— GIVEN TASK —
Please state how many lines of the listing below contain the word "railing", counting a line only when the case matches. Reply with the number alone.

Extracted data entries:
----------------------------------------

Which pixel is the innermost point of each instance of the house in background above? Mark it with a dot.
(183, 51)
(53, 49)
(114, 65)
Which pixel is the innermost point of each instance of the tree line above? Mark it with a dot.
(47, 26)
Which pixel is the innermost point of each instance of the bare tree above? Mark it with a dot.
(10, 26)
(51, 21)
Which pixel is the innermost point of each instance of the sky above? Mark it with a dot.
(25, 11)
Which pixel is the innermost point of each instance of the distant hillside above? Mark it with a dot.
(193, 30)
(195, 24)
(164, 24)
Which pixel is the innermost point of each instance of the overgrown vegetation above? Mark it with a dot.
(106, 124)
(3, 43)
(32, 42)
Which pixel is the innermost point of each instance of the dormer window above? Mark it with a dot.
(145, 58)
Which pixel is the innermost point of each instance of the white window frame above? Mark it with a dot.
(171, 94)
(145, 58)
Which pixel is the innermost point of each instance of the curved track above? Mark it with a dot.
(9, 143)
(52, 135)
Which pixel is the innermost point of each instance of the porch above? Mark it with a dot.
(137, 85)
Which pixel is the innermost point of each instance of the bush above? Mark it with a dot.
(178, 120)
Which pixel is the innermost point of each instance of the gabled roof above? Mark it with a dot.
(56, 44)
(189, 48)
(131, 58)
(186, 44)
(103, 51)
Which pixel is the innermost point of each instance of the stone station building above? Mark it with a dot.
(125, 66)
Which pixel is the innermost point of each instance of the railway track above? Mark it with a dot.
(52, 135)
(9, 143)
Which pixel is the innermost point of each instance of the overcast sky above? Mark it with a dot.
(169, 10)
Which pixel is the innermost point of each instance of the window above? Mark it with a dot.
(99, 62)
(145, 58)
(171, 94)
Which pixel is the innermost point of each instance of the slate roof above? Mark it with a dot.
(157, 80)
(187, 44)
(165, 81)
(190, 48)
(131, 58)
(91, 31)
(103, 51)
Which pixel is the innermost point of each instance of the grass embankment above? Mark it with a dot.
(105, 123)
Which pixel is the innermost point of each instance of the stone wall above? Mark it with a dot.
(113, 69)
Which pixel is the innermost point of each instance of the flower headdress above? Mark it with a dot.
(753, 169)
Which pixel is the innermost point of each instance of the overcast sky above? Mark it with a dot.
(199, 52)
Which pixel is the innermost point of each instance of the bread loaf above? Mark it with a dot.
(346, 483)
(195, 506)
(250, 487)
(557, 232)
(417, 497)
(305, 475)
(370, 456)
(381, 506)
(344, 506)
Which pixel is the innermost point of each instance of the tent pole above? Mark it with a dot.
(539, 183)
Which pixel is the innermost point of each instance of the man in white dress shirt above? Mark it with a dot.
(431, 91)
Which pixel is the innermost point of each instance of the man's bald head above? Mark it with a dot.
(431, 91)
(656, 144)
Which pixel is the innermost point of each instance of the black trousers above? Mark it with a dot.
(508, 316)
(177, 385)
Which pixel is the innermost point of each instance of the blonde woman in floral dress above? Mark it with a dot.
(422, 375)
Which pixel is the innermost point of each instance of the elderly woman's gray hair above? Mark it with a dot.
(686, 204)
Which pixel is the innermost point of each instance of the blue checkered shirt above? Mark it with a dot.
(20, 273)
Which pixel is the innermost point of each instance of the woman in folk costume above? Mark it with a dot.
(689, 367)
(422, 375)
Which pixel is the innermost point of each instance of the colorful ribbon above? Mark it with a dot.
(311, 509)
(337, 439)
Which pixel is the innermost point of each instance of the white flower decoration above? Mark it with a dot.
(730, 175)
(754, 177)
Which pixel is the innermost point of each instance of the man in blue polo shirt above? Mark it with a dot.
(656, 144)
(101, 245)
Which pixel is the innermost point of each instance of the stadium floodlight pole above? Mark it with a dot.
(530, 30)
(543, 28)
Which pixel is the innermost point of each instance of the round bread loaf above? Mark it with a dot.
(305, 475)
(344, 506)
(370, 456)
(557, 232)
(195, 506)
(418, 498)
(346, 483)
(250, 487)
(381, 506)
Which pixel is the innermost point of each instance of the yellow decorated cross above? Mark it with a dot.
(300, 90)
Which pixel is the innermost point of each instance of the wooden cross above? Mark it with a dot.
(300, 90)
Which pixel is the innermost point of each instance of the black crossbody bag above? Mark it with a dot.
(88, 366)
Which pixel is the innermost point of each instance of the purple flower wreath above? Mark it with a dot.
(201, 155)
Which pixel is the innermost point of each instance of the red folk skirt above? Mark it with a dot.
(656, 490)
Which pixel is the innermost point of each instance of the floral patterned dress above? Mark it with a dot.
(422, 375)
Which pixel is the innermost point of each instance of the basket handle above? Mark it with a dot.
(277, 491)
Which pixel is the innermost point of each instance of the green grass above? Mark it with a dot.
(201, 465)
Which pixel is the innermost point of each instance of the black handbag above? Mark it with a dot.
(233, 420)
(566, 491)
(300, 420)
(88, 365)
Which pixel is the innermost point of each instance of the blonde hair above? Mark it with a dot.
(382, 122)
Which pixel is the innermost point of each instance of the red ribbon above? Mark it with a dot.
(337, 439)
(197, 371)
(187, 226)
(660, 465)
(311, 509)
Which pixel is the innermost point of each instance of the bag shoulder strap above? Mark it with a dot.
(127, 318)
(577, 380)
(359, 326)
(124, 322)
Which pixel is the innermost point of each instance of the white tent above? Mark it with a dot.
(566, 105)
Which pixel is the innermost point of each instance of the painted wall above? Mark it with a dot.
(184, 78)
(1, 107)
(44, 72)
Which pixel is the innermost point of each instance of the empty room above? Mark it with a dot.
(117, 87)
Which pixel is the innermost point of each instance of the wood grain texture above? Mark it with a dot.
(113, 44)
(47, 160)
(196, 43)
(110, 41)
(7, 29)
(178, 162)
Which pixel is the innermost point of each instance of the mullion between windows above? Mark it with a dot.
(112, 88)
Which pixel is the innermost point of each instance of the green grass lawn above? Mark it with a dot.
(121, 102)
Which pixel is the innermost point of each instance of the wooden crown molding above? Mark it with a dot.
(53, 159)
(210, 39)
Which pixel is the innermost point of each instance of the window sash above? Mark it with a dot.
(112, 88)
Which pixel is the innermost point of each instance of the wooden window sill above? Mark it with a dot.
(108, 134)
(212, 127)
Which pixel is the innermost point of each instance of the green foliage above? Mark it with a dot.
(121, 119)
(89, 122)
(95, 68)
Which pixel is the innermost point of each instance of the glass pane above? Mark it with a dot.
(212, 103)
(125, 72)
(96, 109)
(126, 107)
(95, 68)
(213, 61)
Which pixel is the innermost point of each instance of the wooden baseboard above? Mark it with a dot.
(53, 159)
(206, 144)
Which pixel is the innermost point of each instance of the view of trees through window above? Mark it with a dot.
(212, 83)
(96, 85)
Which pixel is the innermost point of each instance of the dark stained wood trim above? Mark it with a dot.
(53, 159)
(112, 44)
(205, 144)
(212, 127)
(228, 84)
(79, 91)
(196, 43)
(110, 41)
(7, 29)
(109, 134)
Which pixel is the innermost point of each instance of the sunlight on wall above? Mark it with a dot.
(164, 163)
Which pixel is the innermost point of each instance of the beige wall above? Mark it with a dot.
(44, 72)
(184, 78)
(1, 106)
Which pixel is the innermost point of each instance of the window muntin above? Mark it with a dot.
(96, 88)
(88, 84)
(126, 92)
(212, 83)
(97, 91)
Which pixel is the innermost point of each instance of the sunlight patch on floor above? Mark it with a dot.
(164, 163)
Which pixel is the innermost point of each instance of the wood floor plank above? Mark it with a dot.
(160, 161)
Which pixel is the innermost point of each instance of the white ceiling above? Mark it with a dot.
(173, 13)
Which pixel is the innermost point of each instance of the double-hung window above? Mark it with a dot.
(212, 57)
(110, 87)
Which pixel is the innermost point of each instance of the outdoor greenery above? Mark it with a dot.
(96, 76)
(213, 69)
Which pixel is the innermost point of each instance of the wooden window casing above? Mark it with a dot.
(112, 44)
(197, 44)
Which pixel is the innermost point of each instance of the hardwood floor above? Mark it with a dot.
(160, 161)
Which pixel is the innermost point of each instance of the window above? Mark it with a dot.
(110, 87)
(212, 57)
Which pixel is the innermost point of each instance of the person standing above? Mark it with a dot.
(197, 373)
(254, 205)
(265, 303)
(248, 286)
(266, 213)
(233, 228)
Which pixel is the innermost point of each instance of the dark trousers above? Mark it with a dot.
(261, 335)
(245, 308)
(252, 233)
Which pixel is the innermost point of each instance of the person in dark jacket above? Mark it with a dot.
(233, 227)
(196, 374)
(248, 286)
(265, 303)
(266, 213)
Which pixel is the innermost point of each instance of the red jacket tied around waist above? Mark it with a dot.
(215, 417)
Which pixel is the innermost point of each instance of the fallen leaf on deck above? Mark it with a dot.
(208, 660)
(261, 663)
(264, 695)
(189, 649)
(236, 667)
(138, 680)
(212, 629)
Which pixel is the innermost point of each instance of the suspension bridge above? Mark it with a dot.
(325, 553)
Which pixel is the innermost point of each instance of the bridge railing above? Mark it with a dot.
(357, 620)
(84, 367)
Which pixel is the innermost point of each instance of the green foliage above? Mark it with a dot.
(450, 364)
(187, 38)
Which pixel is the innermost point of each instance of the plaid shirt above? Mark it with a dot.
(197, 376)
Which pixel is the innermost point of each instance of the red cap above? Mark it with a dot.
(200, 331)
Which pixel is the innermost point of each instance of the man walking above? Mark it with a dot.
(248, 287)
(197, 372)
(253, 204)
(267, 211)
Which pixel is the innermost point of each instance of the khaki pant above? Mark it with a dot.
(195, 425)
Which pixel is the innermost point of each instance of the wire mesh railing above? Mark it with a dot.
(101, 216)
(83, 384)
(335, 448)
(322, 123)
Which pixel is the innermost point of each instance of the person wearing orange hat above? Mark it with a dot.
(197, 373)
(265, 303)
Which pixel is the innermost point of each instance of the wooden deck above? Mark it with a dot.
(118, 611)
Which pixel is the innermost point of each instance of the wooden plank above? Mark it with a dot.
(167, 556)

----------------------------------------

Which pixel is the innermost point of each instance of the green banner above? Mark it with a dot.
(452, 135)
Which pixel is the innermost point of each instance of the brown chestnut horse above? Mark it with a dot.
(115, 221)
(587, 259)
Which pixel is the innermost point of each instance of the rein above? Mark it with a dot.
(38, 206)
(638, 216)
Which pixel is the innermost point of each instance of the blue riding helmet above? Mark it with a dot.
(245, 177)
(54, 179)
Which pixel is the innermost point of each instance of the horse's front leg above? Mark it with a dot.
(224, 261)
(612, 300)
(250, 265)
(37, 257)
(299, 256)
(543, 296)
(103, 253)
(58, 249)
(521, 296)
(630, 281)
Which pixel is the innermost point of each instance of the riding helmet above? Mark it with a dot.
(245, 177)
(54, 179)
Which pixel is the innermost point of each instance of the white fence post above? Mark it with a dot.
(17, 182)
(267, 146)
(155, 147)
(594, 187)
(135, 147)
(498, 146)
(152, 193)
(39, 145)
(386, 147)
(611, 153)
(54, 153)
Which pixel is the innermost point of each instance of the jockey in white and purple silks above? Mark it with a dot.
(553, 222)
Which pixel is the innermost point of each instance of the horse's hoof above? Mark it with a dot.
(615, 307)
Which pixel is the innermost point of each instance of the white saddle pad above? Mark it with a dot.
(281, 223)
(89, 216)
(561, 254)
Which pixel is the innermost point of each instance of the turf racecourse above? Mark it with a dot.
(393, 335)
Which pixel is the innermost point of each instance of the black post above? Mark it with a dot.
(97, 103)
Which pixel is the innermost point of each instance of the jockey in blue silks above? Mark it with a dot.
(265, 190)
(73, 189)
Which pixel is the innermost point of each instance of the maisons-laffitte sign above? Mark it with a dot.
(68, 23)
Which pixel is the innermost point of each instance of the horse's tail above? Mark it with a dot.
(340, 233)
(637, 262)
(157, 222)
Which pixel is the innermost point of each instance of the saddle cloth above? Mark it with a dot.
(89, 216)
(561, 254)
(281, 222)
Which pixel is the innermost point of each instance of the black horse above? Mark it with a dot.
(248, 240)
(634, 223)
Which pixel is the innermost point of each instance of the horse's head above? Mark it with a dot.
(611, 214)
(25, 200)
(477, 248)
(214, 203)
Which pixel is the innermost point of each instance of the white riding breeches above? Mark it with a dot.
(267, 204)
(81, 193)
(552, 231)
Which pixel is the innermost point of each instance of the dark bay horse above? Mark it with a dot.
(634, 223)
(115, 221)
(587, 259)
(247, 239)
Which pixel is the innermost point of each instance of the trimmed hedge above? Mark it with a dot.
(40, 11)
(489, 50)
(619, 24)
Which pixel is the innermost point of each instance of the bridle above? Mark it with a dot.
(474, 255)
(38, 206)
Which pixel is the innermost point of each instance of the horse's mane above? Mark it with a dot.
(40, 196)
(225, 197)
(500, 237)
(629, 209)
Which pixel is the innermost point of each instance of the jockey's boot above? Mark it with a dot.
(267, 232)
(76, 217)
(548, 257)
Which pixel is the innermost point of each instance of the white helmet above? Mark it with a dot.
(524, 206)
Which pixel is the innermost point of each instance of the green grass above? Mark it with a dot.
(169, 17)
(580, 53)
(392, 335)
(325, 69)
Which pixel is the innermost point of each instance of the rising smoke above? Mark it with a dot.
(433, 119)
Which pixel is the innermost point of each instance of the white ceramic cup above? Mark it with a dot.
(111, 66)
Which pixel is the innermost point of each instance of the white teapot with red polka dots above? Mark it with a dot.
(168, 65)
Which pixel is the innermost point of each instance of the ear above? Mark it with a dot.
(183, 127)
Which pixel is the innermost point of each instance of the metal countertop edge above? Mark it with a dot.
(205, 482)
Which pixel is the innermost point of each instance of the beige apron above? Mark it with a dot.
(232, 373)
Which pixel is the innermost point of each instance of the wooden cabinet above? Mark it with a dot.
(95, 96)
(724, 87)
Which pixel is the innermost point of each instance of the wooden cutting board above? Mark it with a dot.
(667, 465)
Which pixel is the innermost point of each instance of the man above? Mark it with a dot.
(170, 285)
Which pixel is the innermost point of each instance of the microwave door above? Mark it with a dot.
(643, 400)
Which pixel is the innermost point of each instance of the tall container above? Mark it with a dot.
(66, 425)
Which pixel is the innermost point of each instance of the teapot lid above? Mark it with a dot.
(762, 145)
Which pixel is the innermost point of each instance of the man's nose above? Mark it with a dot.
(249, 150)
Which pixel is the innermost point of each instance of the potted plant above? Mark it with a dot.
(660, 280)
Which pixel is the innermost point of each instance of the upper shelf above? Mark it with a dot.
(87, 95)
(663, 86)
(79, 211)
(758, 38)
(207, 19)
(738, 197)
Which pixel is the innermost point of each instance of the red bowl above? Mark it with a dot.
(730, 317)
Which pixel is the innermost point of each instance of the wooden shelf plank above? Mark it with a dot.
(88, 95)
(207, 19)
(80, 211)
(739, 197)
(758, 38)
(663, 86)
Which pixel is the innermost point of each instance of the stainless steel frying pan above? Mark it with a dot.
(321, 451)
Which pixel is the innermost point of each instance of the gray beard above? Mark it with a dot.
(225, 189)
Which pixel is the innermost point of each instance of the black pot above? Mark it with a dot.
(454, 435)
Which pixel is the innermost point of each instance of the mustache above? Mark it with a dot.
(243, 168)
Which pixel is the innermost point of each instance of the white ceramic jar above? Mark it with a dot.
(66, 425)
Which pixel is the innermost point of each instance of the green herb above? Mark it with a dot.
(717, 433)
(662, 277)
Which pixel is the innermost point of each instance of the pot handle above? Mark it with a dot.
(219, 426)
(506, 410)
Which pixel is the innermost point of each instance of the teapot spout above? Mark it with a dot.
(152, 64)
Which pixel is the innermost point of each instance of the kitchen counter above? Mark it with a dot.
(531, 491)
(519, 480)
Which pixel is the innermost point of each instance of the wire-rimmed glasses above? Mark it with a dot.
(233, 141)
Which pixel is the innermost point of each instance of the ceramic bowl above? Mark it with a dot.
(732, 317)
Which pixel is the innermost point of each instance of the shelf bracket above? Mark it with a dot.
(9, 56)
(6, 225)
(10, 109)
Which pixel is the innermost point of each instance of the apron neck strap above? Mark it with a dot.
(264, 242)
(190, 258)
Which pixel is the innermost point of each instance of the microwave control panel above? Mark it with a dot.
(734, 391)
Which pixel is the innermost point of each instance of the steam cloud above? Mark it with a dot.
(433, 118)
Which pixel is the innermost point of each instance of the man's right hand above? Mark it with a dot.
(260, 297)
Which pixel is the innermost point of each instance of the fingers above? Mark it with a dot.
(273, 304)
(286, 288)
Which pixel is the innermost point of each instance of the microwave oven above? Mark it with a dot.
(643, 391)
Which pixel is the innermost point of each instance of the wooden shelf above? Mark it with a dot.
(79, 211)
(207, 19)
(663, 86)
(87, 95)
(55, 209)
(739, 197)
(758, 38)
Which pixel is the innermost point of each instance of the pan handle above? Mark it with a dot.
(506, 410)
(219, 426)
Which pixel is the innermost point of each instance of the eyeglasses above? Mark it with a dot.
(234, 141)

----------------------------------------

— TASK ANSWER —
2